* **Exercise objective**
Extract every line of the material below that contains the word "wheel" and reproduce each one in full.

[Dataset entries]
[Begin]

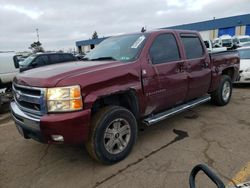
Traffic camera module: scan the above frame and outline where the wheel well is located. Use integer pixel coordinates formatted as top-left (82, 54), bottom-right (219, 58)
top-left (91, 90), bottom-right (140, 120)
top-left (222, 67), bottom-right (234, 80)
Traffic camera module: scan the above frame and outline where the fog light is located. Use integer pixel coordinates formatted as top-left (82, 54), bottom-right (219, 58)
top-left (51, 135), bottom-right (64, 142)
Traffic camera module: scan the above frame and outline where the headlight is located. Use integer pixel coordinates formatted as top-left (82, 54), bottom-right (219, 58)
top-left (47, 86), bottom-right (83, 112)
top-left (245, 67), bottom-right (250, 72)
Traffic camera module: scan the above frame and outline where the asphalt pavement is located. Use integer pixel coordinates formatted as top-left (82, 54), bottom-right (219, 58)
top-left (0, 86), bottom-right (250, 188)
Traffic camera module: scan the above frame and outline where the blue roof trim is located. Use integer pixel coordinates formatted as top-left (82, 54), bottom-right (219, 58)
top-left (162, 14), bottom-right (250, 31)
top-left (76, 14), bottom-right (250, 46)
top-left (76, 37), bottom-right (108, 46)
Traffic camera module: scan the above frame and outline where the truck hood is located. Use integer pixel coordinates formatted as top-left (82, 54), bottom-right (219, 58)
top-left (14, 61), bottom-right (124, 88)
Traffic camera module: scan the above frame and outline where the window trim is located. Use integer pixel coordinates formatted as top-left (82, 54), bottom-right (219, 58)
top-left (148, 32), bottom-right (182, 66)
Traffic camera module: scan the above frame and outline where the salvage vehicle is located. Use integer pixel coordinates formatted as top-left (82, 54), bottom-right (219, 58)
top-left (235, 46), bottom-right (250, 83)
top-left (233, 35), bottom-right (250, 48)
top-left (19, 53), bottom-right (77, 72)
top-left (11, 30), bottom-right (239, 164)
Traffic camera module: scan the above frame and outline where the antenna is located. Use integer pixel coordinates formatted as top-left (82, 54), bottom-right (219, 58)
top-left (36, 28), bottom-right (39, 42)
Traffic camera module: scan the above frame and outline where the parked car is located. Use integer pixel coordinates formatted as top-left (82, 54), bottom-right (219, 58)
top-left (19, 53), bottom-right (77, 72)
top-left (204, 40), bottom-right (227, 53)
top-left (236, 46), bottom-right (250, 83)
top-left (233, 35), bottom-right (250, 48)
top-left (11, 30), bottom-right (239, 164)
top-left (213, 35), bottom-right (234, 50)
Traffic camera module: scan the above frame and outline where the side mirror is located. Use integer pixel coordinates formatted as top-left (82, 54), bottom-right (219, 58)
top-left (13, 55), bottom-right (19, 69)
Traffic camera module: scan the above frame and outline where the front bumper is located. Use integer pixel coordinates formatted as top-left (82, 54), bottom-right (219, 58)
top-left (10, 101), bottom-right (90, 144)
top-left (235, 72), bottom-right (250, 83)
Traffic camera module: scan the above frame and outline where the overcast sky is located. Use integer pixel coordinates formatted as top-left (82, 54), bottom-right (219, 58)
top-left (0, 0), bottom-right (250, 51)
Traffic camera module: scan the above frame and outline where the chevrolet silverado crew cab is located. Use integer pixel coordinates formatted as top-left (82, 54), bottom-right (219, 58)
top-left (11, 30), bottom-right (239, 164)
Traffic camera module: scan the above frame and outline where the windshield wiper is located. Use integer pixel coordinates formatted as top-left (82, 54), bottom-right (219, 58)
top-left (90, 56), bottom-right (116, 61)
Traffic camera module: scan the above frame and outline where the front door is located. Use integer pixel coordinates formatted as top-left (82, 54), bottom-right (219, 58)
top-left (142, 33), bottom-right (188, 114)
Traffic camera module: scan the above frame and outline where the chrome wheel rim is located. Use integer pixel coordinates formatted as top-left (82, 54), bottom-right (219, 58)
top-left (222, 81), bottom-right (231, 101)
top-left (103, 118), bottom-right (131, 154)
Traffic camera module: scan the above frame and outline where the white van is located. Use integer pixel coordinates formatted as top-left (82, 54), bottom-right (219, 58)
top-left (204, 40), bottom-right (227, 53)
top-left (0, 52), bottom-right (19, 88)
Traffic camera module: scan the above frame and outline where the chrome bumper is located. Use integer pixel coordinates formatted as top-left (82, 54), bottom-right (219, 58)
top-left (10, 101), bottom-right (43, 142)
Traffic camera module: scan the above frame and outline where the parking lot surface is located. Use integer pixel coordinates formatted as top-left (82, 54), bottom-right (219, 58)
top-left (0, 86), bottom-right (250, 188)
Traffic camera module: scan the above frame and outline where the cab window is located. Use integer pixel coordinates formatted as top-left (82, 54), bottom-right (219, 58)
top-left (149, 34), bottom-right (180, 64)
top-left (181, 35), bottom-right (204, 59)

[End]

* **Answer to this task**
Traffic camera module: scan the above frame and outline where the wheel well is located. Use integer pixel coordinates formatted as top-left (82, 54), bottom-right (219, 58)
Traffic camera module: scan the above frame and outline where the chrome wheel rim is located. Use integer pixel coordinates formatted as top-left (82, 54), bottom-right (219, 58)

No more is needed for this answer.